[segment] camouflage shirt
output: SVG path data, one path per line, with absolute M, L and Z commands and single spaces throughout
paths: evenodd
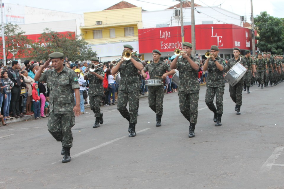
M 248 70 L 250 70 L 251 69 L 251 66 L 254 64 L 252 58 L 250 57 L 247 58 L 245 56 L 243 59 L 245 60 L 246 61 L 246 65 L 248 66 Z
M 73 108 L 75 100 L 73 89 L 79 89 L 78 76 L 74 70 L 64 66 L 57 73 L 54 69 L 42 73 L 39 82 L 44 82 L 50 91 L 49 106 L 50 112 L 55 114 L 68 114 L 74 115 Z
M 134 59 L 142 64 L 138 58 L 132 57 Z M 119 82 L 119 90 L 123 92 L 132 92 L 140 90 L 141 80 L 137 72 L 138 69 L 130 60 L 125 60 L 118 70 L 120 75 Z
M 145 72 L 148 72 L 150 79 L 157 79 L 162 81 L 161 78 L 155 76 L 162 77 L 166 73 L 166 71 L 170 71 L 172 70 L 170 68 L 169 66 L 160 60 L 157 63 L 154 63 L 153 61 L 148 64 L 145 66 L 145 67 L 143 70 Z M 159 86 L 149 86 L 148 88 L 152 89 L 154 88 L 163 88 L 163 83 L 162 81 L 161 83 L 163 84 Z
M 225 60 L 217 56 L 215 59 L 222 66 L 224 69 L 226 66 Z M 225 86 L 225 80 L 223 74 L 223 71 L 220 71 L 217 66 L 211 58 L 208 62 L 208 76 L 206 87 L 216 87 Z
M 101 76 L 104 77 L 104 72 L 102 68 L 99 68 L 95 72 Z M 89 83 L 89 96 L 103 96 L 104 95 L 104 88 L 103 81 L 93 74 L 89 74 L 87 75 Z
M 190 59 L 200 67 L 198 58 L 191 55 Z M 184 58 L 178 59 L 177 69 L 178 70 L 180 79 L 179 93 L 188 94 L 199 92 L 198 71 L 194 70 L 187 60 Z
M 256 66 L 257 71 L 263 71 L 265 70 L 265 65 L 267 64 L 267 63 L 264 58 L 257 58 L 254 64 Z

◆ ◆ ◆ ◆ ◆ ◆ ◆

Instructions to follow
Copy the lines below, starting with the line containing "M 248 70 L 250" and continuing through the line containing "M 134 59 L 142", keeping every character as it appears.

Result of this exercise
M 248 70 L 250 70 L 251 69 L 251 66 L 254 64 L 252 58 L 250 57 L 247 58 L 245 56 L 243 59 L 245 60 L 246 61 L 246 65 L 248 66 Z
M 73 108 L 75 100 L 73 89 L 79 89 L 78 76 L 74 70 L 64 66 L 57 73 L 54 69 L 42 73 L 39 82 L 44 82 L 50 91 L 49 106 L 50 112 L 55 114 L 68 114 L 74 115 Z
M 134 59 L 142 64 L 138 58 L 132 57 Z M 119 82 L 119 90 L 123 92 L 132 92 L 140 90 L 141 80 L 137 72 L 138 69 L 130 60 L 125 60 L 118 70 L 120 75 Z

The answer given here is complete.